### Set task
Rewrite everything from the line containing "Target: man bending over" down to the end of the data, substituting "Place a dot" for "Mark a point" and leaving all else unchanged.

### Dataset excerpts
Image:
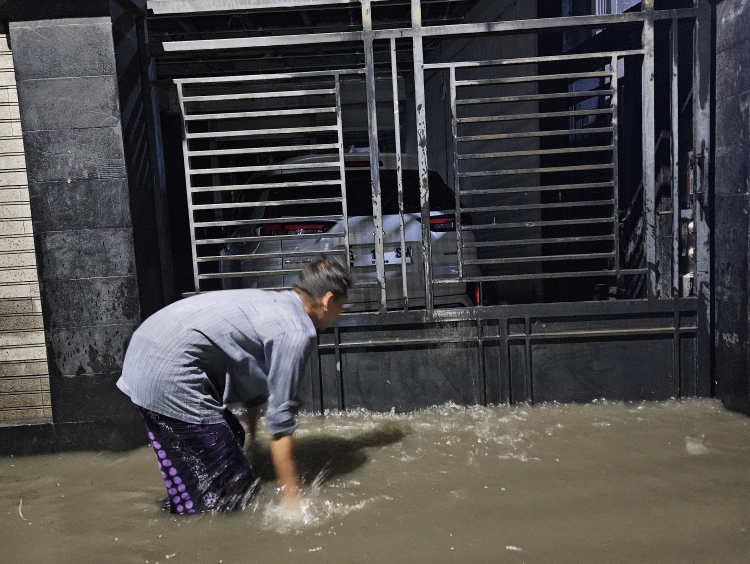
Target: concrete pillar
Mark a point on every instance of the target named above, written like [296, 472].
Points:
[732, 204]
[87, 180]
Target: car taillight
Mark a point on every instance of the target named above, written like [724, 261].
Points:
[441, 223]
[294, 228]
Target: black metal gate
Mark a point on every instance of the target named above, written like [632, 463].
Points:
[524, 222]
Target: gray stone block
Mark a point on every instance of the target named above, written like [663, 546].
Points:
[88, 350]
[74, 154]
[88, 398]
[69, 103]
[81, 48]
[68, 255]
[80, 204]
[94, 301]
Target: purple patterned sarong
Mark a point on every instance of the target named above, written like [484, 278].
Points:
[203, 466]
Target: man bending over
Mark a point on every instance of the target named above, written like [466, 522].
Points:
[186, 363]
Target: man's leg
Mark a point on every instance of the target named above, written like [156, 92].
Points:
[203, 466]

### Reply
Target: man bending over
Place a dot on every instance of the target named above, written like [466, 522].
Points:
[186, 363]
Target: man's leg
Place a dot on every instance of the target named above, written like [156, 92].
Points:
[203, 466]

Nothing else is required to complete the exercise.